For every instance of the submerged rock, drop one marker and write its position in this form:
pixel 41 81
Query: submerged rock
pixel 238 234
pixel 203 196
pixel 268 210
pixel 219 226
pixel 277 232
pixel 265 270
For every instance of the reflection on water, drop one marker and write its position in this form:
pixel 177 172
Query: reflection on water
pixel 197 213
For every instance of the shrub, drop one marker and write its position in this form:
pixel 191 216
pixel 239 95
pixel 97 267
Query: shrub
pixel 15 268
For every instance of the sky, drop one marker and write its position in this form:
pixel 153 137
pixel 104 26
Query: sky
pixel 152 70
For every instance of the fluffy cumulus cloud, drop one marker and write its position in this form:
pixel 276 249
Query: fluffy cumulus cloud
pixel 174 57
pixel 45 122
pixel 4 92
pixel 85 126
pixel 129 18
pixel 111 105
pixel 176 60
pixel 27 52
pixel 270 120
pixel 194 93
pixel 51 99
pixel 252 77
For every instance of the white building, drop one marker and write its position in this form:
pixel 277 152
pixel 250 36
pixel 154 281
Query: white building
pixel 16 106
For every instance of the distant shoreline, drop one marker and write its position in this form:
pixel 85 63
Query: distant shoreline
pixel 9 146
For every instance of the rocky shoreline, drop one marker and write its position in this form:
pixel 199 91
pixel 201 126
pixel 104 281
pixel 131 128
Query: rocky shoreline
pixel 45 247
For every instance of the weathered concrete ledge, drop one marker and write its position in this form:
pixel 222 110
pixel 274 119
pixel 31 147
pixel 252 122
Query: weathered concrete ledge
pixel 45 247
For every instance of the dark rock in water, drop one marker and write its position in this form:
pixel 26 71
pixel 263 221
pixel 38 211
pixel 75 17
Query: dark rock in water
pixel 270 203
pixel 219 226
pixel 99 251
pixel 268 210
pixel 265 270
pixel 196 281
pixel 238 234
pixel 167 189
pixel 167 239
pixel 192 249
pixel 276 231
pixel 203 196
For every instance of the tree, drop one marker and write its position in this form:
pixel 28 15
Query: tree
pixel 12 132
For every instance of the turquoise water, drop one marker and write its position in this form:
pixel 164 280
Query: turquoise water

____________

ACTIVITY.
Restate, without alteration, the lines of the material above that begin at the one containing "pixel 28 15" and run through its last line.

OUTPUT OF THE TASK.
pixel 28 15
Query: tree
pixel 12 132
For every instance of the turquoise water, drop one marker and write its position in this form:
pixel 164 280
Query: turquoise water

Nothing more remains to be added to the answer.